Stanford CS231n Lecture14 Reinforcement Learning

What is Reinforcement Learning?

Problems involving an agent interacting with an environment, which provides numeric reward signals (objective, state, action, reward)
Goal: Learn how to take actions in order to maximize reward
Keep going until the environment gives back a termianl state
Example: Cart-Pole problem, Robot Locomotion, Atari Games, Go

Markov Decision Processes

Mathematical formulation of the RL problem
Markov property: No matter what time a specific state is reached or what state has been gone through before, the probability of going to the next state is always the same
Symbols
- S: set of possible states
- A: set of possible actions
- R: distribution of reward given (state, action) pair
- P : transition probability i.e. distribution over next state given (state, action) pair
- \(\gamma\): discount factor
Steps
- At time step t=0, environment samples initial state \(s_0 \rightarrow p(s_0)\)

:: PROVIDED DATA ::
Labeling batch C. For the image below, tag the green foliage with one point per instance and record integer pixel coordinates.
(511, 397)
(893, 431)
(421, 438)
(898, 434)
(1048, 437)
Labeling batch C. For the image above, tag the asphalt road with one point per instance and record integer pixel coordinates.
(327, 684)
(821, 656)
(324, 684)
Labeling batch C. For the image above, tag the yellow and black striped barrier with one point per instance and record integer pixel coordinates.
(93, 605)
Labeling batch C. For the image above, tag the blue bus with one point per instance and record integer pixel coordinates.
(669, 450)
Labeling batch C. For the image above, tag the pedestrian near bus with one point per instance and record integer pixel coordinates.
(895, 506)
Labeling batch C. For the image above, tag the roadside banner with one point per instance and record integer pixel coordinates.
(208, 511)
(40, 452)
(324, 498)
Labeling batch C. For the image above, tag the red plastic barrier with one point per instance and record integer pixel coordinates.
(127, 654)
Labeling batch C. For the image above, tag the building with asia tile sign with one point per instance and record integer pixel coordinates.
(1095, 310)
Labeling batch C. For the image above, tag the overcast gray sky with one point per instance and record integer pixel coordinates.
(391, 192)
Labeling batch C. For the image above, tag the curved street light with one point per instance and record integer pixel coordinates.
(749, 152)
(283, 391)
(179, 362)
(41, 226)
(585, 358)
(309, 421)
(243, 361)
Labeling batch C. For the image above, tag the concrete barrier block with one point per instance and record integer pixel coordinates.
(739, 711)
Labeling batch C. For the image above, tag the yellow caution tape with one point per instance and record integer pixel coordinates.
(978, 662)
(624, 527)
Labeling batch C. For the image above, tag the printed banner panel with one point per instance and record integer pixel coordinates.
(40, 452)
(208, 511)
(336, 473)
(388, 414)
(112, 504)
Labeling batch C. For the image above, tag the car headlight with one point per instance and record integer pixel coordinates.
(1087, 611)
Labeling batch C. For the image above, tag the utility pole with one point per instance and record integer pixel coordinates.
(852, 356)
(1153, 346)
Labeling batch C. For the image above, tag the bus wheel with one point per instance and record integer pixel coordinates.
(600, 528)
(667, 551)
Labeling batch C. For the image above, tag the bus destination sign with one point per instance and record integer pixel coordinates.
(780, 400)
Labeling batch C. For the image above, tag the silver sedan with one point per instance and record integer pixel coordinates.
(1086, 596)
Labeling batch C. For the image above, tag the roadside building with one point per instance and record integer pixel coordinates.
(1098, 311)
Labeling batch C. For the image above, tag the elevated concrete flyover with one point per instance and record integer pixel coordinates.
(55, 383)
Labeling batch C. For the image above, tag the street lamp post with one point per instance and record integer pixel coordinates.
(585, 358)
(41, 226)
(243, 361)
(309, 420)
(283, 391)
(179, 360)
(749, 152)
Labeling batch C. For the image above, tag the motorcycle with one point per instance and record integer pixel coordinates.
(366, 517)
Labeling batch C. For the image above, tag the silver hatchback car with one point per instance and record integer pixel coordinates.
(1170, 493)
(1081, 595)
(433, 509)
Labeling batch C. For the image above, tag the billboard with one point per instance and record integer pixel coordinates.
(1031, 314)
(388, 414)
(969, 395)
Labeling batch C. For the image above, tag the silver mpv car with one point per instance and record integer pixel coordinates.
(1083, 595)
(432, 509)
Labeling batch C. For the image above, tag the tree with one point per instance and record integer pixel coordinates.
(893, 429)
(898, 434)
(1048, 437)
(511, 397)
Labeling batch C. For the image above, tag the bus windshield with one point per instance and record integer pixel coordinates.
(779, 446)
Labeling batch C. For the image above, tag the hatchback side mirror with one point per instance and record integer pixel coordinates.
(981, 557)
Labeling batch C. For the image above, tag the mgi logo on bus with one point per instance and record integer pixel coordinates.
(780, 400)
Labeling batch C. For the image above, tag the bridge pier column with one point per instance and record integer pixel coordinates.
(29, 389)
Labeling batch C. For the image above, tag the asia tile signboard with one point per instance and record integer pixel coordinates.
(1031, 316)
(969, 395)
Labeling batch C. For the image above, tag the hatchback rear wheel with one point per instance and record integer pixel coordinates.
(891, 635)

==

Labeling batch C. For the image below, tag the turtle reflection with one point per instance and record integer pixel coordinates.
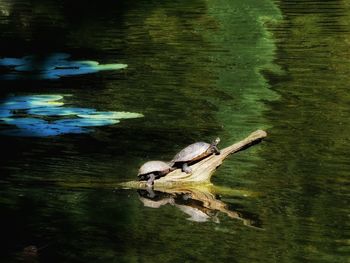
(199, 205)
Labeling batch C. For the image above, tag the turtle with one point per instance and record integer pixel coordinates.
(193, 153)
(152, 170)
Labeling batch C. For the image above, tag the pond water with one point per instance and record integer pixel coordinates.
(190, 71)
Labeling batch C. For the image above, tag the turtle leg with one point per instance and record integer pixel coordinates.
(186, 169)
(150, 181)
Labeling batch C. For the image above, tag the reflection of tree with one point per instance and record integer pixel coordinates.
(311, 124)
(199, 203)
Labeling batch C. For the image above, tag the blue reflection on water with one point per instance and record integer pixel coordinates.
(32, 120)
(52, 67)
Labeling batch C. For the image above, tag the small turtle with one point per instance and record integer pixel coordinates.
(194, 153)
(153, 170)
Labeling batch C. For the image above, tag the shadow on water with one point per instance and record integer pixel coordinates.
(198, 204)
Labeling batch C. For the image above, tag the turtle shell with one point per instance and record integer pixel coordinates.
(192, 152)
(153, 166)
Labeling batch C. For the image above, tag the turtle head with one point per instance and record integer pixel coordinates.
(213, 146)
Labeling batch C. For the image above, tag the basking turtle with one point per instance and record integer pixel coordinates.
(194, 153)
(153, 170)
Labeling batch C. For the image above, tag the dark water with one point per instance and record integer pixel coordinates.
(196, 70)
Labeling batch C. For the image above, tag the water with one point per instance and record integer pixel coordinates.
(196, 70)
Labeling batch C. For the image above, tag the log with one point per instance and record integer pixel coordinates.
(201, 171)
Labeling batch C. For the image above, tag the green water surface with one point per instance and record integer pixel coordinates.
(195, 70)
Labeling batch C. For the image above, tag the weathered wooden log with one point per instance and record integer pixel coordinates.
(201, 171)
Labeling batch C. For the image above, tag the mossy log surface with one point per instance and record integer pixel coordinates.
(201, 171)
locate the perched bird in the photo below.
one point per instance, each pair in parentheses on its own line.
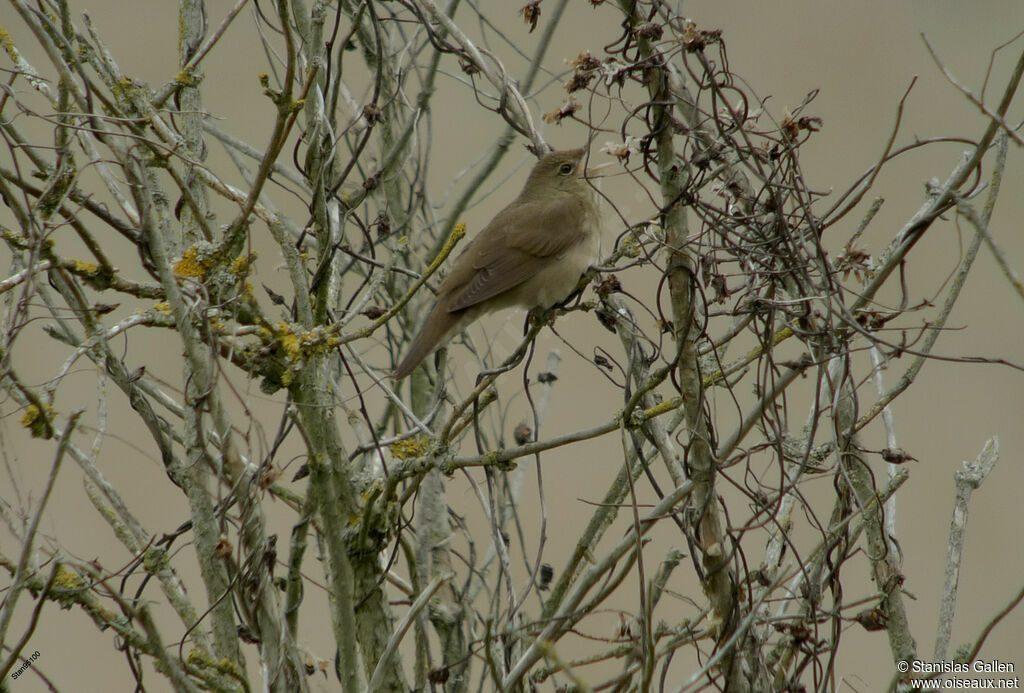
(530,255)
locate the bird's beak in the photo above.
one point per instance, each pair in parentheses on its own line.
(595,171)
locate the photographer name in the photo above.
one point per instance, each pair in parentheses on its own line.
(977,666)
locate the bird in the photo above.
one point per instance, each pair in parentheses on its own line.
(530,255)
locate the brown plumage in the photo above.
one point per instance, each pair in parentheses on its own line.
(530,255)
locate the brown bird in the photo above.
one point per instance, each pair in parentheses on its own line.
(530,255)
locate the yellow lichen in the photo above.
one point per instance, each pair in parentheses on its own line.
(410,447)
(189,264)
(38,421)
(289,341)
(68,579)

:: EXERCISE BRIEF ::
Rewrite the reinforcement learning notes starting at the words "Mathematical formulation of" and stopping after "state \(s_0 \rightarrow p(s_0)\)", and switch "discount factor" to "decay factor" throughout that passage. The items above come from a separate source than the reinforcement learning notes.

:: RESULT OF THE TASK ::
Mathematical formulation of the RL problem
Markov property: No matter what time a specific state is reached or what state has been gone through before, the probability of going to the next state is always the same
Symbols
- S: set of possible states
- A: set of possible actions
- R: distribution of reward given (state, action) pair
- P : transition probability i.e. distribution over next state given (state, action) pair
- \(\gamma\): decay factor
Steps
- At time step t=0, environment samples initial state \(s_0 \rightarrow p(s_0)\)